*** RECORD SET

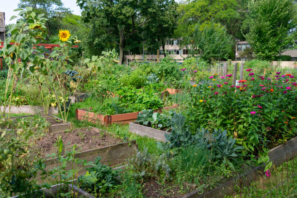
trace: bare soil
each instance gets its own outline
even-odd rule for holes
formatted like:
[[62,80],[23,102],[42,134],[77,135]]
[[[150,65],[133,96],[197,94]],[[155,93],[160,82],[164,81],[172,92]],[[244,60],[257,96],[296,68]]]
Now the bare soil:
[[45,157],[48,154],[57,153],[57,148],[56,141],[61,135],[63,145],[66,150],[69,150],[74,145],[77,146],[77,150],[81,148],[79,152],[85,151],[106,146],[122,142],[120,139],[116,139],[110,134],[97,132],[91,128],[82,128],[70,132],[64,132],[56,134],[47,134],[34,143],[32,148],[39,155]]

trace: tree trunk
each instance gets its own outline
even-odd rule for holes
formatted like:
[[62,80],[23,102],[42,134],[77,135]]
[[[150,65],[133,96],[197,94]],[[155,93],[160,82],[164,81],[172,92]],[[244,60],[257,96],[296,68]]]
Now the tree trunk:
[[120,30],[120,41],[119,41],[119,51],[120,54],[118,58],[119,65],[122,65],[124,58],[124,28]]
[[166,51],[165,51],[165,44],[164,44],[164,39],[162,39],[162,50],[163,50],[163,54],[164,57],[166,57]]

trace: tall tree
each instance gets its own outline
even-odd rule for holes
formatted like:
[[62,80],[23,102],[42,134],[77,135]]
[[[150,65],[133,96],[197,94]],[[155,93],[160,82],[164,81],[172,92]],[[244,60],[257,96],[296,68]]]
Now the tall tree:
[[297,35],[297,4],[291,0],[257,0],[249,4],[248,43],[257,58],[272,60]]
[[[173,0],[77,0],[85,22],[92,22],[100,32],[98,38],[119,46],[122,64],[125,46],[137,47],[144,38],[154,40],[155,31],[144,31],[158,21]],[[147,28],[147,29],[146,29]],[[150,31],[152,30],[150,29]],[[142,33],[145,32],[145,33]],[[147,33],[149,34],[147,34]],[[129,42],[132,42],[129,43]]]
[[207,25],[213,21],[226,26],[233,38],[243,39],[241,32],[247,11],[247,0],[188,0],[180,4],[180,17],[175,35],[193,35],[198,23]]
[[231,35],[224,26],[213,22],[206,26],[197,25],[191,39],[192,54],[199,54],[206,61],[226,59],[232,51]]

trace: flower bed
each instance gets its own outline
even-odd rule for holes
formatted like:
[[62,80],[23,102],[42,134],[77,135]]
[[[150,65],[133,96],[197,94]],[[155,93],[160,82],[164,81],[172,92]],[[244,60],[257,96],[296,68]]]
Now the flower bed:
[[[172,106],[160,108],[155,111],[162,112],[162,109],[173,109],[177,106],[178,105],[175,104]],[[106,125],[112,123],[127,124],[135,121],[137,119],[138,114],[140,112],[105,116],[87,111],[92,109],[92,108],[76,109],[75,110],[76,118],[79,120],[88,120],[89,122],[99,123]]]

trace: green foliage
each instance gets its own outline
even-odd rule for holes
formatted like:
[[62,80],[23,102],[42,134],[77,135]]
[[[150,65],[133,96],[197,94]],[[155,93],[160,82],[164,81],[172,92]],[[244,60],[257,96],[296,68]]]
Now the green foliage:
[[120,81],[124,86],[132,86],[139,89],[145,85],[146,77],[141,70],[136,69],[132,71],[130,75],[124,74]]
[[88,171],[78,179],[81,188],[94,195],[96,197],[102,196],[119,183],[117,178],[118,171],[102,165],[100,163],[101,158],[98,157],[95,160],[95,165],[86,168]]
[[226,59],[232,50],[233,41],[226,28],[212,21],[205,27],[198,25],[191,39],[193,42],[188,44],[191,45],[192,55],[200,54],[206,61]]
[[251,1],[246,37],[257,58],[272,61],[297,35],[297,7],[290,0]]

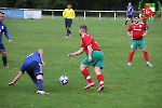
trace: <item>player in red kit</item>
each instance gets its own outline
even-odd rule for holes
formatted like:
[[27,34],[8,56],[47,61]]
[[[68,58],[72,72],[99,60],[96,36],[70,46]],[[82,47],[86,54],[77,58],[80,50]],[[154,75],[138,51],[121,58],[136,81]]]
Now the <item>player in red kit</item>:
[[135,53],[135,50],[137,49],[137,46],[139,49],[141,49],[145,60],[146,60],[146,65],[149,67],[152,67],[152,65],[149,62],[149,55],[147,53],[146,50],[146,44],[144,41],[144,37],[146,37],[148,32],[148,26],[146,27],[146,25],[144,23],[139,22],[139,17],[134,17],[134,23],[130,25],[130,27],[127,28],[127,36],[130,38],[132,38],[131,41],[131,52],[129,54],[129,63],[127,66],[132,65],[132,59]]
[[91,79],[90,72],[87,70],[87,67],[90,65],[93,65],[94,71],[96,73],[99,83],[99,89],[97,89],[97,92],[103,92],[105,86],[104,86],[104,76],[100,72],[100,70],[105,67],[104,54],[100,51],[100,48],[98,48],[95,40],[86,31],[87,27],[85,25],[81,25],[79,28],[79,33],[82,40],[81,49],[75,53],[69,53],[68,56],[69,57],[76,56],[85,52],[86,56],[84,57],[84,59],[80,65],[80,70],[84,76],[84,78],[87,80],[87,84],[84,86],[84,90],[90,89],[91,86],[94,85],[94,82]]

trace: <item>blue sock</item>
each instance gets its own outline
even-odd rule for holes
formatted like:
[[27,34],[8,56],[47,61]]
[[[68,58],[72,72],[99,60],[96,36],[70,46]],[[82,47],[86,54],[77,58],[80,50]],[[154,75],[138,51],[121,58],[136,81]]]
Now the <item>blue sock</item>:
[[37,87],[38,87],[38,91],[43,91],[43,80],[42,79],[37,80]]
[[6,66],[6,56],[2,56],[3,65]]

******

■ **TASK TO COMPLETE**: Convert every line of the entries above into a Markdown table with two columns: Index, which numbers the rows, and Content, which holds the line. Skip blank lines and leave the pictures out.

■ **RESULT OF THE EXERCISE**:
| Index | Content |
|---|---|
| 1 | trace: bare soil |
| 2 | each instance gets its own outline |
| 3 | even-odd rule for holes |
| 4 | formatted like: |
| 5 | [[62,80],[23,102],[42,134],[77,135]] |
| 6 | [[[150,65],[133,96],[197,94]],[[155,93],[160,82],[164,81],[172,92]],[[244,60],[257,96],[296,68]]] |
| 7 | Now the bare soil: |
| 8 | [[45,157],[48,154],[57,153],[57,148],[56,141],[61,135],[63,145],[66,150],[69,150],[74,145],[77,146],[77,150],[81,148],[79,152],[85,151],[106,146],[122,142],[120,139],[116,139],[110,134],[97,132],[91,128],[82,128],[70,132],[64,132],[56,134],[47,134],[34,143],[32,148],[39,155]] |
| 9 | trace: tree trunk |
| 10 | each instance gets its own outline |
| 11 | even-odd rule for holes |
| 12 | formatted like: |
| 13 | [[62,80],[23,102],[42,134],[77,135]] |
| 14 | [[[150,65],[133,96],[197,94]],[[155,93],[160,82],[164,81],[172,92]],[[244,60],[257,96],[296,68]]] |
| 15 | Now the tree trunk: |
| 16 | [[120,30],[120,41],[119,41],[119,51],[120,54],[118,58],[119,65],[122,65],[124,58],[124,28]] |
| 17 | [[166,51],[165,51],[165,44],[164,44],[164,39],[162,39],[162,50],[163,50],[163,54],[164,57],[166,57]] |
| 18 | trace: tall tree |
| 19 | each instance gets its own outline |
| 20 | even-odd rule for holes |
| 21 | formatted like: |
| 22 | [[62,80],[23,102],[42,134],[77,135]] |
| 23 | [[[150,65],[133,96],[197,94]],[[155,93],[160,82],[164,81],[172,92]],[[244,60],[257,96],[296,68]]] |
| 24 | Now the tall tree: |
| 25 | [[297,35],[297,4],[291,0],[257,0],[249,4],[248,43],[257,58],[272,60]] |
| 26 | [[[173,0],[77,0],[85,22],[92,22],[100,32],[98,38],[119,46],[122,64],[125,46],[137,47],[144,38],[154,40],[155,31],[144,31],[158,21]],[[147,28],[147,29],[146,29]],[[150,31],[152,30],[150,29]],[[142,33],[145,32],[145,33]],[[147,33],[149,34],[147,34]],[[129,42],[132,42],[129,43]]] |
| 27 | [[207,25],[213,21],[226,26],[233,38],[243,39],[241,32],[247,11],[247,0],[188,0],[180,4],[180,17],[175,35],[193,35],[198,23]] |
| 28 | [[231,35],[224,26],[213,22],[206,26],[197,25],[191,39],[192,54],[199,54],[206,61],[226,59],[232,51]] |
| 29 | trace: flower bed |
| 30 | each instance gets its own outline |
| 31 | even-odd rule for holes |
| 32 | formatted like: |
| 33 | [[62,80],[23,102],[42,134],[77,135]] |
| 34 | [[[150,65],[133,96],[197,94]],[[155,93],[160,82],[164,81],[172,92]],[[244,60],[257,96],[296,68]]] |
| 35 | Now the flower bed: |
| 36 | [[[172,106],[160,108],[155,111],[162,112],[162,109],[173,109],[177,106],[178,105],[175,104]],[[106,125],[112,123],[127,124],[135,121],[137,119],[138,114],[140,112],[105,116],[87,111],[92,109],[92,108],[76,109],[75,110],[76,118],[79,120],[88,120],[89,122],[99,123]]] |
| 37 | trace: green foliage |
| 38 | each instance gets its own outline |
| 39 | even-odd rule for holes |
| 40 | formatted like: |
| 41 | [[62,80],[23,102],[42,134],[77,135]] |
| 42 | [[[150,65],[133,96],[197,94]],[[155,93],[160,82],[164,81],[172,92]],[[244,60],[257,96],[296,68]]] |
| 43 | Now the green foliage: |
| 44 | [[120,81],[124,86],[132,86],[139,89],[145,85],[146,77],[141,70],[136,69],[132,71],[130,75],[124,74]] |
| 45 | [[88,171],[78,179],[81,188],[94,195],[96,197],[102,196],[119,183],[117,178],[118,171],[102,165],[100,163],[101,158],[98,157],[95,160],[95,165],[86,168]] |
| 46 | [[226,59],[232,50],[233,41],[226,28],[212,21],[205,27],[198,25],[191,39],[193,42],[188,44],[191,45],[192,55],[200,54],[206,61]] |
| 47 | [[251,1],[246,37],[257,58],[272,61],[297,35],[297,7],[290,0]] |
| 48 | trace: <item>player in red kit</item> |
| 49 | each instance gets its own outline |
| 50 | even-odd rule for holes |
| 51 | formatted like: |
| 52 | [[27,34],[8,56],[47,61]] |
| 53 | [[[68,58],[72,72],[99,60],[96,36],[70,46]],[[82,47],[86,54],[77,58],[80,50]],[[154,75],[138,51],[121,58],[136,81]]] |
| 54 | Now the <item>player in red kit</item>: |
| 55 | [[135,53],[135,50],[137,49],[137,46],[139,49],[141,49],[145,60],[146,60],[146,65],[149,67],[152,67],[152,65],[149,62],[149,55],[147,53],[146,50],[146,44],[144,41],[144,37],[146,37],[148,32],[148,26],[146,27],[146,25],[144,23],[139,22],[139,17],[134,17],[134,23],[130,25],[130,27],[127,28],[127,36],[130,38],[132,38],[131,41],[131,52],[129,54],[129,63],[127,66],[132,65],[132,59]] |
| 56 | [[91,79],[90,72],[87,70],[87,67],[90,65],[93,65],[94,71],[96,73],[99,83],[99,89],[97,89],[97,92],[103,92],[105,86],[104,86],[104,76],[100,72],[100,70],[105,67],[104,54],[100,51],[100,48],[98,48],[95,40],[86,31],[87,27],[85,25],[81,25],[79,28],[79,33],[82,40],[81,49],[75,53],[69,53],[68,56],[69,57],[76,56],[85,52],[86,56],[84,57],[84,59],[80,65],[80,70],[84,76],[84,78],[87,80],[87,84],[84,86],[84,90],[90,89],[91,86],[94,85],[94,82]] |
| 57 | trace: <item>blue sock</item> |
| 58 | each instance gets its own outline |
| 59 | even-odd rule for holes |
| 60 | formatted like: |
| 61 | [[27,34],[8,56],[47,61]] |
| 62 | [[[68,58],[72,72],[99,60],[96,36],[70,46]],[[82,47],[86,54],[77,58],[80,50]],[[154,75],[138,51],[121,58],[136,81]]] |
| 63 | Now the <item>blue sock</item>: |
| 64 | [[37,87],[38,87],[38,91],[43,91],[43,80],[42,79],[37,80]] |
| 65 | [[6,66],[6,56],[2,56],[3,65]] |